DOCUMENT EXCERPT:
Project Purpose
This project was done to complete my Data Analytics certification at Nashville software school. My overall goal was to showcase the skills I acquired during the course. The total time spent on the project accumulates to 2 weeks. This includes brainstorming the idea, collecting data, cleaning and EDA of data, and dashboarding.
Project Idea
As someone who plans to have kids, I am interested in the effects of childhood internet use. This analysis searches for correlations between internet use and childhood success. The data questions involve comparing internet usage to test scores, fitness, and mental health across the United States. The data has been gathered from the Census Bureau, Nation’s Report Card, and Centers for Disease Control and Prevention. APIs, CSVs, and Migration Toolkits were used to collect the data.
I am a young adult planning on having a family, and I would like to know what will aid in my children’s success. Since the dominating appearance of the internet, much debate has been on the advantages and disadvantages of granting children internet access. I would like to see if there is any clear correlation between internet use and childhood success.
As the number of children (ages 3 – 17) have increased internet access, do test scores for 4th, 8th, or 12th grade increase?
(Scale: Country, United States of America)
Is there a strong correlation between internet users and childhood obesity?
(Scale: Country, United States of America)
Does the amount of internet users correlate to children’s mentality, e.g., feelings of anxiety/depression or general bullying?
(Scale: Country, United States of America)
For each MVP question, is there a significant difference in the correlation coefficient at a global versus country scale?

PROBLEM STATEMENT:
Return the project write-up on childhood internet use above, word for word and in full.

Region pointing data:

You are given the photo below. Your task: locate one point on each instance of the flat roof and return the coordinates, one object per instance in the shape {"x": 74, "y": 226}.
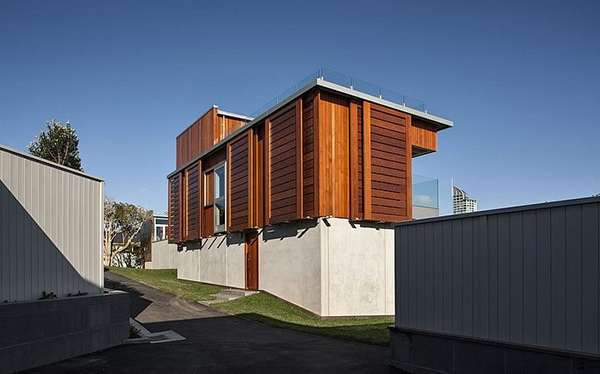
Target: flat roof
{"x": 442, "y": 123}
{"x": 48, "y": 163}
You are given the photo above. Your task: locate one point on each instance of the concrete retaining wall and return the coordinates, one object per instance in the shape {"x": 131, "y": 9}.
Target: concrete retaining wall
{"x": 290, "y": 263}
{"x": 217, "y": 260}
{"x": 45, "y": 331}
{"x": 331, "y": 267}
{"x": 164, "y": 256}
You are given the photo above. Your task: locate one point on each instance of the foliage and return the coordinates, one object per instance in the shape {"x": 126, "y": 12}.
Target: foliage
{"x": 166, "y": 280}
{"x": 59, "y": 144}
{"x": 47, "y": 295}
{"x": 123, "y": 220}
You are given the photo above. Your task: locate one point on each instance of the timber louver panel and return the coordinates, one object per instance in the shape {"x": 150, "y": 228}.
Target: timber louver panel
{"x": 388, "y": 164}
{"x": 282, "y": 165}
{"x": 308, "y": 153}
{"x": 193, "y": 202}
{"x": 239, "y": 182}
{"x": 174, "y": 209}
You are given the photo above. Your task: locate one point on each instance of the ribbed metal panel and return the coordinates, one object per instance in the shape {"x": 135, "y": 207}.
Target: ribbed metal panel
{"x": 525, "y": 275}
{"x": 50, "y": 229}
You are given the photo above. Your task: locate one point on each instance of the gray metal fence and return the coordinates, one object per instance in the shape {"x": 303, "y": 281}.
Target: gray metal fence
{"x": 525, "y": 275}
{"x": 50, "y": 229}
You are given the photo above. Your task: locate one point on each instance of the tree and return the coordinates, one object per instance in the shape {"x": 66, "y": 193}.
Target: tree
{"x": 125, "y": 220}
{"x": 58, "y": 144}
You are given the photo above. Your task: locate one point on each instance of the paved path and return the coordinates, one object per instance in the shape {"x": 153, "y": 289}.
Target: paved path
{"x": 218, "y": 343}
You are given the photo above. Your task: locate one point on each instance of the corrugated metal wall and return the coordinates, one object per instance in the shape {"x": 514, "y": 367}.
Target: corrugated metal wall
{"x": 525, "y": 275}
{"x": 51, "y": 223}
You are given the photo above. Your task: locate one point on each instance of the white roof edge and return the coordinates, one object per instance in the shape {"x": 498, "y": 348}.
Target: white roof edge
{"x": 234, "y": 115}
{"x": 48, "y": 163}
{"x": 445, "y": 123}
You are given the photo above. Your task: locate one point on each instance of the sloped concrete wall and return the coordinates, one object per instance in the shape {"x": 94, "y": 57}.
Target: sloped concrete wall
{"x": 217, "y": 260}
{"x": 290, "y": 263}
{"x": 40, "y": 332}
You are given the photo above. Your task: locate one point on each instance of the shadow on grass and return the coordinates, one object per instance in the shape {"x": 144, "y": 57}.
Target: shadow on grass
{"x": 368, "y": 333}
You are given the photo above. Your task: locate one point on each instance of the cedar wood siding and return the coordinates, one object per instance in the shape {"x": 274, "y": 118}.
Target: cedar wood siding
{"x": 207, "y": 131}
{"x": 240, "y": 172}
{"x": 192, "y": 202}
{"x": 390, "y": 178}
{"x": 308, "y": 156}
{"x": 174, "y": 209}
{"x": 282, "y": 165}
{"x": 323, "y": 154}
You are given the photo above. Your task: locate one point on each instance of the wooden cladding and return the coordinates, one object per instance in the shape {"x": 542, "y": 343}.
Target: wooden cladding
{"x": 174, "y": 209}
{"x": 323, "y": 154}
{"x": 192, "y": 201}
{"x": 390, "y": 182}
{"x": 207, "y": 131}
{"x": 423, "y": 137}
{"x": 240, "y": 172}
{"x": 282, "y": 154}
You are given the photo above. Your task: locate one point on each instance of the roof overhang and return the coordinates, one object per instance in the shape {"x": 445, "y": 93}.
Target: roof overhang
{"x": 440, "y": 122}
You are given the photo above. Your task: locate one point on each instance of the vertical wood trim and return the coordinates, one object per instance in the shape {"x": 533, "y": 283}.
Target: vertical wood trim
{"x": 228, "y": 188}
{"x": 267, "y": 171}
{"x": 367, "y": 160}
{"x": 408, "y": 167}
{"x": 169, "y": 209}
{"x": 299, "y": 162}
{"x": 201, "y": 197}
{"x": 317, "y": 155}
{"x": 354, "y": 160}
{"x": 251, "y": 179}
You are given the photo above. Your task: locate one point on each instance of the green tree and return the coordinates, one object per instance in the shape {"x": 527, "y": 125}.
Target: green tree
{"x": 59, "y": 144}
{"x": 124, "y": 220}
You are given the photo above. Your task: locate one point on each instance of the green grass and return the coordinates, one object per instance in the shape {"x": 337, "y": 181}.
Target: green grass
{"x": 271, "y": 311}
{"x": 267, "y": 309}
{"x": 166, "y": 280}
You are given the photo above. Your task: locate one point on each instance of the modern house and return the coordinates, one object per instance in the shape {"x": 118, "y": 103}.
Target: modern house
{"x": 299, "y": 199}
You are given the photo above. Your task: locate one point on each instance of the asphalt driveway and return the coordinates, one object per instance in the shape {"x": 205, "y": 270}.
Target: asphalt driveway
{"x": 218, "y": 343}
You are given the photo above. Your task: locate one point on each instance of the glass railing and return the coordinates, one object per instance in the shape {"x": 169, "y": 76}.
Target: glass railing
{"x": 345, "y": 81}
{"x": 425, "y": 192}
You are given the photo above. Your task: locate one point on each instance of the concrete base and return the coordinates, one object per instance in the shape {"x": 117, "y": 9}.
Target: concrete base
{"x": 45, "y": 331}
{"x": 216, "y": 260}
{"x": 417, "y": 352}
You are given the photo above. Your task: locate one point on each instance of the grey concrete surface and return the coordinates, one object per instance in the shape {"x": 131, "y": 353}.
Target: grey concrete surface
{"x": 44, "y": 331}
{"x": 219, "y": 343}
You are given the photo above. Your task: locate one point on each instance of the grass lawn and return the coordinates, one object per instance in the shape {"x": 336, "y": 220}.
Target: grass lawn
{"x": 267, "y": 309}
{"x": 271, "y": 311}
{"x": 166, "y": 280}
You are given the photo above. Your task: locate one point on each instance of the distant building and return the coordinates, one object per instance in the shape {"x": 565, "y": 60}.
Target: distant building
{"x": 461, "y": 202}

WRITTEN RESPONSE:
Project Purpose
This project was done to complete my Data Analytics certification at Nashville software school. My overall goal was to showcase the skills I acquired during the course. The total time spent on the project accumulates to 2 weeks. This includes brainstorming the idea, collecting data, cleaning and EDA of data, and dashboarding.
Project Idea
As someone who plans to have kids, I am interested in the effects of childhood internet use. This analysis searches for correlations between internet use and childhood success. The data questions involve comparing internet usage to test scores, fitness, and mental health across the United States. The data has been gathered from the Census Bureau, Nation’s Report Card, and Centers for Disease Control and Prevention. APIs, CSVs, and Migration Toolkits were used to collect the data.
I am a young adult planning on having a family, and I would like to know what will aid in my children’s success. Since the dominating appearance of the internet, much debate has been on the advantages and disadvantages of granting children internet access. I would like to see if there is any clear correlation between internet use and childhood success.
As the number of children (ages 3 – 17) have increased internet access, do test scores for 4th, 8th, or 12th grade increase?
(Scale: Country, United States of America)
Is there a strong correlation between internet users and childhood obesity?
(Scale: Country, United States of America)
Does the amount of internet users correlate to children’s mentality, e.g., feelings of anxiety/depression or general bullying?
(Scale: Country, United States of America)
For each MVP question, is there a significant difference in the correlation coefficient at a global versus country scale?